## Source text
========================

This meant the developers had to adjust their deployment scripts to include the new datacenter, eg:

create keyspace MyKS
with placement_strategy = 'NetworkTopologyStrategy'
and strategy_options = {DC1 : 3, DC2 : 3}
and durable_writes = true;

became this:

create keyspace MyKS
with placement_strategy = 'NetworkTopologyStrategy'
and strategy_options = {DC1 : 3, DC2 : 3, DC3 : 3}
and durable_writes = true;

This meant updating the cassandra-topology.properties file on each node and DC3 added.

Migration complete, DC3 was renamed to DC1 and the original DC1 was taken out in the topology files. Unfortunately a number of deployment scripts did not get reverted to the original 2 DC set up and continued to reference DC3 in drop and create scripts.

========================

(Pointing dataset items)
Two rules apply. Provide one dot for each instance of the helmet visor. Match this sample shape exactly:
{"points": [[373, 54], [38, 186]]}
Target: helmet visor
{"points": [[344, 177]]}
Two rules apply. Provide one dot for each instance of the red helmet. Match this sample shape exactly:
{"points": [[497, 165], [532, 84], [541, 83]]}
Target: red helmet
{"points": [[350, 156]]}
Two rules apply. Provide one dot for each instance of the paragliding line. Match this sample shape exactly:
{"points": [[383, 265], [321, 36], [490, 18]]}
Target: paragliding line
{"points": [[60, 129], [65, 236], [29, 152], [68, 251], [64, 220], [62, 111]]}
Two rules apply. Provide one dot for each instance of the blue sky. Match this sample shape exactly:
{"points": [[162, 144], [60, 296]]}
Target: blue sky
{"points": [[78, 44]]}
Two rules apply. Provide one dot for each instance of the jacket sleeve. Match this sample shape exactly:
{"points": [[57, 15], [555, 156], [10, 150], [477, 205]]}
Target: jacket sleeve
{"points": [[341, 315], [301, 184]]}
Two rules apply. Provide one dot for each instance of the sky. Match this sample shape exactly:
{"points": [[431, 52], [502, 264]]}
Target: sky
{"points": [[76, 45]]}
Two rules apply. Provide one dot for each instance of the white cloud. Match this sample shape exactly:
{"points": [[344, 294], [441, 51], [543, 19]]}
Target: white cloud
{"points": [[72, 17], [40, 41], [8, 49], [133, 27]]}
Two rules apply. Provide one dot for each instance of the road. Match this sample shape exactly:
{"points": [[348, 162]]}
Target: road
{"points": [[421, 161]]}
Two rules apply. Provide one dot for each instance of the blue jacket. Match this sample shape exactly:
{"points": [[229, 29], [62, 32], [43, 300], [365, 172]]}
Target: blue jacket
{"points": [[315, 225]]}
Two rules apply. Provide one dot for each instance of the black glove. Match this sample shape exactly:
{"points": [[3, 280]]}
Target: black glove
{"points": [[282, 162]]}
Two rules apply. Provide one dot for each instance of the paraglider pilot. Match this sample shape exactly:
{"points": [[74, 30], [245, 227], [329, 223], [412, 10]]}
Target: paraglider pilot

========================

Answer the following from the source text on the Cassandra datacenter migration:
(a) What value does the revised keyspace statement give DC3 in its strategy options?
(b) Which file had to be updated on each node?
(c) After the migration was complete, what was DC3 renamed to?

## Result of this task
(a) 3
(b) The cassandra-topology.properties file
(c) DC1